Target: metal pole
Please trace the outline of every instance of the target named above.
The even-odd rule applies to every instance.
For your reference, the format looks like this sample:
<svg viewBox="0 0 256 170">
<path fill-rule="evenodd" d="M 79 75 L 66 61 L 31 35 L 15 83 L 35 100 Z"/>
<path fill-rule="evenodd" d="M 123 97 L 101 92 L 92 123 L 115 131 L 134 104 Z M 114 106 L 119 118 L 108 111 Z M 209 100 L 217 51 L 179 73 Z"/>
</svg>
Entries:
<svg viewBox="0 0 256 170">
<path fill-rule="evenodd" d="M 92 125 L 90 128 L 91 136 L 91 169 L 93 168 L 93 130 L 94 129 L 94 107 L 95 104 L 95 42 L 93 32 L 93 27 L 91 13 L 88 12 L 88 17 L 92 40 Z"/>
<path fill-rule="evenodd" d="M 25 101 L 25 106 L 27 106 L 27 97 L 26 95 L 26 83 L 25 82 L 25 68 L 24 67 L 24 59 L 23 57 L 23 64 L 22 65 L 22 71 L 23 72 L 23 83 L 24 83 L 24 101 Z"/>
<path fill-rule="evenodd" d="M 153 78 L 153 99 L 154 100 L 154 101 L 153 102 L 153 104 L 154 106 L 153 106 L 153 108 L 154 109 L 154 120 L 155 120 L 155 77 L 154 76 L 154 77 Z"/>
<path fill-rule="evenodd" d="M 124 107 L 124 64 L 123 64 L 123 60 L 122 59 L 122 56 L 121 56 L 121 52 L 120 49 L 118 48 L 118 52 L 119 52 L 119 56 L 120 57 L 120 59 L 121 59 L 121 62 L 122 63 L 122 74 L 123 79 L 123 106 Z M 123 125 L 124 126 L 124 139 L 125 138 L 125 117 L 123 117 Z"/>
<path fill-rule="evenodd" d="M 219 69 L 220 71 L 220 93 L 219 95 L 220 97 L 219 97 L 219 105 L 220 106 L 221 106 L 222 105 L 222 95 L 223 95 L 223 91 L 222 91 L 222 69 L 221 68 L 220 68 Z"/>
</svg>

**AIM:** Rewrite the stretch from the start of the records through the line that contains "25 101 L 25", swapping "outline" for "border" and leaving everything else unchanged.

**FULL ANSWER:**
Target: metal pole
Please trace the border of every instance of the target named above.
The even-odd rule applies to every instance.
For your reference, the format looks like this sample:
<svg viewBox="0 0 256 170">
<path fill-rule="evenodd" d="M 79 75 L 66 61 L 31 35 L 15 83 L 35 100 Z"/>
<path fill-rule="evenodd" d="M 123 97 L 101 92 L 92 123 L 115 131 L 134 104 Z M 114 106 L 119 118 L 108 111 Z M 209 100 L 217 51 L 179 73 Z"/>
</svg>
Entries:
<svg viewBox="0 0 256 170">
<path fill-rule="evenodd" d="M 92 125 L 90 128 L 91 136 L 91 169 L 93 168 L 93 130 L 94 129 L 94 107 L 95 104 L 95 42 L 93 32 L 93 27 L 91 13 L 88 12 L 88 17 L 92 40 Z"/>
<path fill-rule="evenodd" d="M 25 101 L 25 106 L 27 106 L 27 97 L 26 95 L 26 83 L 25 82 L 25 68 L 24 67 L 24 59 L 23 57 L 23 64 L 22 65 L 22 71 L 23 72 L 23 83 L 24 83 L 24 101 Z"/>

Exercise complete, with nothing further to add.